**TEXTAUSZUG:**
Ein erster Schritt wäre die Umsetzung der bereits in der ersten
Koalitionsvereinbarung der rot-grünen Bundesregierung zugesagten Überprüfung
der Praxis der Abschiebehaft im Lichte der Verhältnismäßigkeit.
So sollte
bis zur Abschaffung der Abschiebehaft auf die Inhaftierung von besonders
schutzbedürftigen Personen - wie Minderjährigen - verzichtet werden. In dieser
Hinsicht sind die bisher auf Berliner Ebene erfolgten Veränderungen als
unzureichend zu bezeichnen.
Am 30.

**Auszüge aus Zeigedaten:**

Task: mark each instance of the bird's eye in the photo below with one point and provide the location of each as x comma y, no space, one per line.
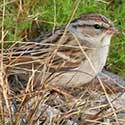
96,26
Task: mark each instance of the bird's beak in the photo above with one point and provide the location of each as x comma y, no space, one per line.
113,30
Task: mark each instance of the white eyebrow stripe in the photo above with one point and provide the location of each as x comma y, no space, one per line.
89,22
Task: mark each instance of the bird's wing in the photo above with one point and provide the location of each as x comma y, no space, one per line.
57,51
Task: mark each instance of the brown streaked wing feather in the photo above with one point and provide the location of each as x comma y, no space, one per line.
68,55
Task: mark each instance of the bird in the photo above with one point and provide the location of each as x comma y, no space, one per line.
70,55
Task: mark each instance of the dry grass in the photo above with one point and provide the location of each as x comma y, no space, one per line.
34,102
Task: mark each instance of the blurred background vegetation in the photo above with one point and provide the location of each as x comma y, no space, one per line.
25,19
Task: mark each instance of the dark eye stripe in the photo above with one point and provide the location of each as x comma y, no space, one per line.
96,26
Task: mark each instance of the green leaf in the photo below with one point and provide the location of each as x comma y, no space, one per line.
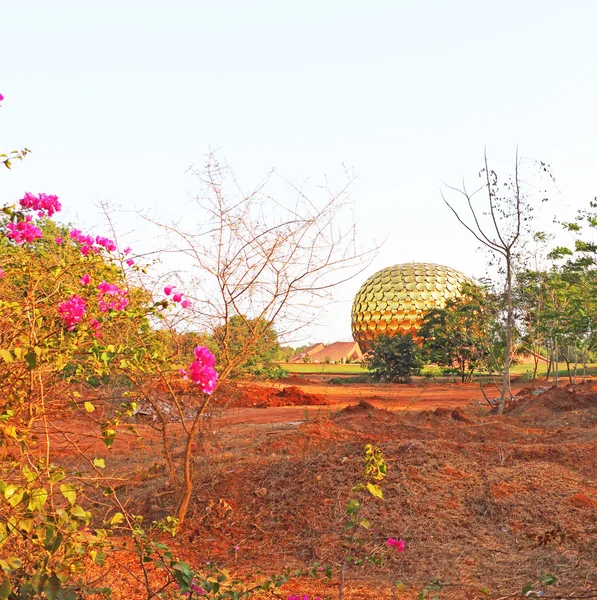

**KURZAUFTRAG:** Wie lautet der Textauszug von „Ein erster Schritt“ bis „unzureichend zu bezeichnen.“, wenn du darin „Abschiebehaft“ in „Abschiebungshaft“ umbenennst?

**LÖSUNG FOLGT:**
Ein erster Schritt wäre die Umsetzung der bereits in der ersten
Koalitionsvereinbarung der rot-grünen Bundesregierung zugesagten Überprüfung
der Praxis der Abschiebungshaft im Lichte der Verhältnismäßigkeit.
So sollte
bis zur Abschaffung der Abschiebungshaft auf die Inhaftierung von besonders
schutzbedürftigen Personen - wie Minderjährigen - verzichtet werden. In dieser
Hinsicht sind die bisher auf Berliner Ebene erfolgten Veränderungen als
unzureichend zu bezeichnen.